* Trecho fornecido *
O grupo de parlamentares moderados – também tachados de fisiológicos, tamanho o apetite por cargos e verbas – que forma o Centrão sempre foi visto com reservas por boa parte da sociedade. O próprio candidato Jair Bolsonaro, em 2018, falou cobras e lagartos sobre esse conjunto informal de congressistas. Neste contexto, se tornou um clássico um vídeo gravado durante a convenção nacional do PSL durante a campanha presidencial. Nele, o general Augusto Heleno cantou: “Se gritar pega Centrão, não fica um meu irmão”. Na paródia musical criada pelo futuro ministro do Gabinete de Segurança Institucional, a palavra “ladrão”, da letra original, foi substituída pelo nome do bloco político.
A fragilidade parlamentar do governo, porém, aproximou o governo e o Centrão. E o toma-lá-dá-cá, tão criticado por Bolsonaro, recomeçou. Os oposicionistas apontaram a contradição do presidente. Já os apoiadores preferiram ressaltar o pragmatismo do Planalto. Desde que houve esse casamento de interesses, o Centrão emplacou diversos cargos no governo e abocanhou o poder sobre bilhões de reais em verbas federais.

Linhas armazenadas
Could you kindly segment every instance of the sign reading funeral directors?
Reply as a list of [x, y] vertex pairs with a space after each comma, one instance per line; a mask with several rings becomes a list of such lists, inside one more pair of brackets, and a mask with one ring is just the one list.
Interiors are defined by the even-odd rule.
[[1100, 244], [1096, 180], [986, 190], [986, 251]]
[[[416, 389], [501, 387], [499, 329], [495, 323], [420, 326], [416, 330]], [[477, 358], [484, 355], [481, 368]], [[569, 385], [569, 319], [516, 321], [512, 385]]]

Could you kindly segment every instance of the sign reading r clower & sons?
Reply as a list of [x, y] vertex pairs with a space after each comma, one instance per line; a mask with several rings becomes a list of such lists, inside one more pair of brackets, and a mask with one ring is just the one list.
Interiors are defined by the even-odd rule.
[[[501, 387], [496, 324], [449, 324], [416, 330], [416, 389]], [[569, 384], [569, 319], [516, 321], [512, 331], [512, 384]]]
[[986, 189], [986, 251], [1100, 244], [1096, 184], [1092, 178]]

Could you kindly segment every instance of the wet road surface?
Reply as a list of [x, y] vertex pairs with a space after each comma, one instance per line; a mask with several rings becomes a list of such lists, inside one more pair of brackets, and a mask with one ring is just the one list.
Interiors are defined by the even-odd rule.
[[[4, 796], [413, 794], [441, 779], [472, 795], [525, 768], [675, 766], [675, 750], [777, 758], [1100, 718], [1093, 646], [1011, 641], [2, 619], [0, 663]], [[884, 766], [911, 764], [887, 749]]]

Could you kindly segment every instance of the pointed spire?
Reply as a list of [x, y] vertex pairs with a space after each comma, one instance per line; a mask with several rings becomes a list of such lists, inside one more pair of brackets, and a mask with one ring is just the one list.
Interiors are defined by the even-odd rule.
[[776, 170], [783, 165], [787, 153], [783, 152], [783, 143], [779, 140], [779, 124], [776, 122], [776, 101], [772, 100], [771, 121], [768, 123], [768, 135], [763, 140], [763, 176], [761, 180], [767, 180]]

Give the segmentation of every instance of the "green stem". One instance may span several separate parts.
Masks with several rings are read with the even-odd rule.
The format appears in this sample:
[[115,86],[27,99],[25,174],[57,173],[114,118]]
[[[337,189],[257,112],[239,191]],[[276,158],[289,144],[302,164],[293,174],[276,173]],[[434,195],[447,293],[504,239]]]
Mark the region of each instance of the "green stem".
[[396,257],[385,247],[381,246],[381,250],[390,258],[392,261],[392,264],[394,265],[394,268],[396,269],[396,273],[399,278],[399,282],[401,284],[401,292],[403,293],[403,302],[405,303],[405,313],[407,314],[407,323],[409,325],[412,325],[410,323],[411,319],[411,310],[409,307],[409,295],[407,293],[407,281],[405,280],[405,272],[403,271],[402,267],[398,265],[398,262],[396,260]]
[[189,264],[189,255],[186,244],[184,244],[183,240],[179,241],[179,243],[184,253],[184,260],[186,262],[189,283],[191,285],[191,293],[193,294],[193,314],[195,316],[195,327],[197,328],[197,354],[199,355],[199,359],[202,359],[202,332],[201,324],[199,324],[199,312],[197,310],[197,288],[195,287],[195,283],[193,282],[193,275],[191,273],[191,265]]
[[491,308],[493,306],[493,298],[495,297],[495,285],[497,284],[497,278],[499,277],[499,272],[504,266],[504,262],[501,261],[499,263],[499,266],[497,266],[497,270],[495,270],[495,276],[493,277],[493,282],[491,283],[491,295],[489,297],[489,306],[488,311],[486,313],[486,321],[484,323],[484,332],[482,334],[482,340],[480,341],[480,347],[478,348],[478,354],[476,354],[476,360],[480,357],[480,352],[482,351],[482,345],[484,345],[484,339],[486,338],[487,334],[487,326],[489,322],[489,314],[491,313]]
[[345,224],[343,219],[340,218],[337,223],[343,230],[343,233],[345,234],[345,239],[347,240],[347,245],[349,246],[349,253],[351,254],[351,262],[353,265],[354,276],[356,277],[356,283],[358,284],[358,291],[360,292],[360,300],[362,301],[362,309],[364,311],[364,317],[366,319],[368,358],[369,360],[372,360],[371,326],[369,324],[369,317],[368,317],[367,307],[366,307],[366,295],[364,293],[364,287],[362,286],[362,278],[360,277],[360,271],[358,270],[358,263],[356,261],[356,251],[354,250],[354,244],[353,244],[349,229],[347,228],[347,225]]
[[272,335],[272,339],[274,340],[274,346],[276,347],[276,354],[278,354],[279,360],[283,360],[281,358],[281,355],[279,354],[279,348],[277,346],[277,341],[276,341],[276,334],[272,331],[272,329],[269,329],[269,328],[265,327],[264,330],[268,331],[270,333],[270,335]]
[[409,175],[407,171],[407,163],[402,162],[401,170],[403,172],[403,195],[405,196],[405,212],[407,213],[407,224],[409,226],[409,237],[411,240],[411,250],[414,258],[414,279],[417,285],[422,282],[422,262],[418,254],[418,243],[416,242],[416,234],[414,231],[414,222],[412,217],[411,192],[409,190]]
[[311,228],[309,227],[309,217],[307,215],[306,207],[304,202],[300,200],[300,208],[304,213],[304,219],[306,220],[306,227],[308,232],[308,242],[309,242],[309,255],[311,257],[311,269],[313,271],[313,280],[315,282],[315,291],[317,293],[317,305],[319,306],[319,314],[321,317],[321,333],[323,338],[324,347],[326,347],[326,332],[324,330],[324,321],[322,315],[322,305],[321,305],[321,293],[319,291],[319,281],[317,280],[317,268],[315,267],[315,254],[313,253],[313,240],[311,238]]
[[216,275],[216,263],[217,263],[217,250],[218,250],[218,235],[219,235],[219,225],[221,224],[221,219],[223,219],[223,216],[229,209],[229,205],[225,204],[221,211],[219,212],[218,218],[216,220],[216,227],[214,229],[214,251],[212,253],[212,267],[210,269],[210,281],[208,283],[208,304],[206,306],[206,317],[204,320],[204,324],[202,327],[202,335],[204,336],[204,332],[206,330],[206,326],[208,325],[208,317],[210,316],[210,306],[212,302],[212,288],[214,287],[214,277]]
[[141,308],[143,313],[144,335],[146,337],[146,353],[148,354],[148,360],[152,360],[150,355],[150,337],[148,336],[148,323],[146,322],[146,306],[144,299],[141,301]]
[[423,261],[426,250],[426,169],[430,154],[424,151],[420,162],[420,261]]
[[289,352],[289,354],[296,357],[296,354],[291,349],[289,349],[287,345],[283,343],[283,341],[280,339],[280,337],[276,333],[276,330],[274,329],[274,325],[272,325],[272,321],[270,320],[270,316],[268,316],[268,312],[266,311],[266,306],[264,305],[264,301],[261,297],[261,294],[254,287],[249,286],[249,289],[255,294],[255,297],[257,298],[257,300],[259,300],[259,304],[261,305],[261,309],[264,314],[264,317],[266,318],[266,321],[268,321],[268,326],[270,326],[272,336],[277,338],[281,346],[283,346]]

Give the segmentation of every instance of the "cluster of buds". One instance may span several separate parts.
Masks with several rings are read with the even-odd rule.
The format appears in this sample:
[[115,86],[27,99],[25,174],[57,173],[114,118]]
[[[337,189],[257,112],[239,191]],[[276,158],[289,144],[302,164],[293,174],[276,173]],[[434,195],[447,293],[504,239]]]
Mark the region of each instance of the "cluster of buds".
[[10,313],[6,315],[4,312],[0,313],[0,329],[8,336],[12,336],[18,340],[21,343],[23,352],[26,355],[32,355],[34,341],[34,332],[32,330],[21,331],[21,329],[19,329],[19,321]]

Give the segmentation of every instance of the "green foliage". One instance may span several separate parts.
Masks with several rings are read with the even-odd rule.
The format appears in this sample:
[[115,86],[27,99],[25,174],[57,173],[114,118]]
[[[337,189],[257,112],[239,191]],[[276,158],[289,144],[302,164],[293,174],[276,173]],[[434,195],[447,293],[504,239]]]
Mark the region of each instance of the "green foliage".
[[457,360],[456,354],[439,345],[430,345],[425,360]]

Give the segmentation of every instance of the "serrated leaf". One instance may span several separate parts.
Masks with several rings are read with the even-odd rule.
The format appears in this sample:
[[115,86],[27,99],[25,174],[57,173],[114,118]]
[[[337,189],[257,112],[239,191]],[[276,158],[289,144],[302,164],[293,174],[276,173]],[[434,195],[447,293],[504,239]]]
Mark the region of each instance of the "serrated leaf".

* Atividade A *
No trecho sobre o Centrão, que palavra da letra original foi trocada pelo nome do bloco político na paródia cantada por Augusto Heleno?
* Atividade B *
Dê continuidade ao trecho sobre o Centrão a partir da última frase apresentada.

* Resultado da tarefa A *
A palavra “ladrão”.

* Resultado da tarefa B *
Sabe-se que o apetite do bloco é proporcional à vulnerabilidade do governo no cenário do poder. E, recentemente, houve alguns fatos que elevaram o preço do apoio centrista como a ineficiência no combate à pandemia e desdobramentos do episódio das rachadinhas. Com isso, o taxímetro do Centrão acionou a bandeira dois e o preço de seu apoio foi remarcado.
Até aí, nenhuma novidade. Era o Centrão sendo o Centrão.
Mas, em primeiro lugar, o apetite por cargos motivou o presidente da Câmara, Arthur Lira, a indicar uma candidata ao ministério da Saúde. A indicação não prosperou e Lira ficou magoado, esperando a vez de dar o troco.
Não demorou muito. Soltou um ultimato de cores fortes em direção a Bolsonaro e disse que o Congresso dispunha de remédios amargos para resolver a crise. Logo depois, disse que esse era um “alerta amigo”. O recado foi visto como um aviso. Mas o Centrão não parou por aí. Começou uma pressão desenfreada para retirar o ministro das Relações Exteriores, Ernesto Araújo, do cargo.
Depois de receber vários tabefes, Araújo foi para o tudo-ou-nada: acusou a senadora Katia Abreu, presidente da Comissão de Relações Exteriores do Senado, de fazer lobby para a China no processo de implementação da tecnologia 5G no país. E disse que essa era a verdadeira razão sobre a qual estaria sofrendo uma fritura em praça pública – não a má vontade que criou junto aos chineses em relação ao Brasil por conta das inúmeras críticas feitas pelo Chanceler à nação liderada por Xi Jinping.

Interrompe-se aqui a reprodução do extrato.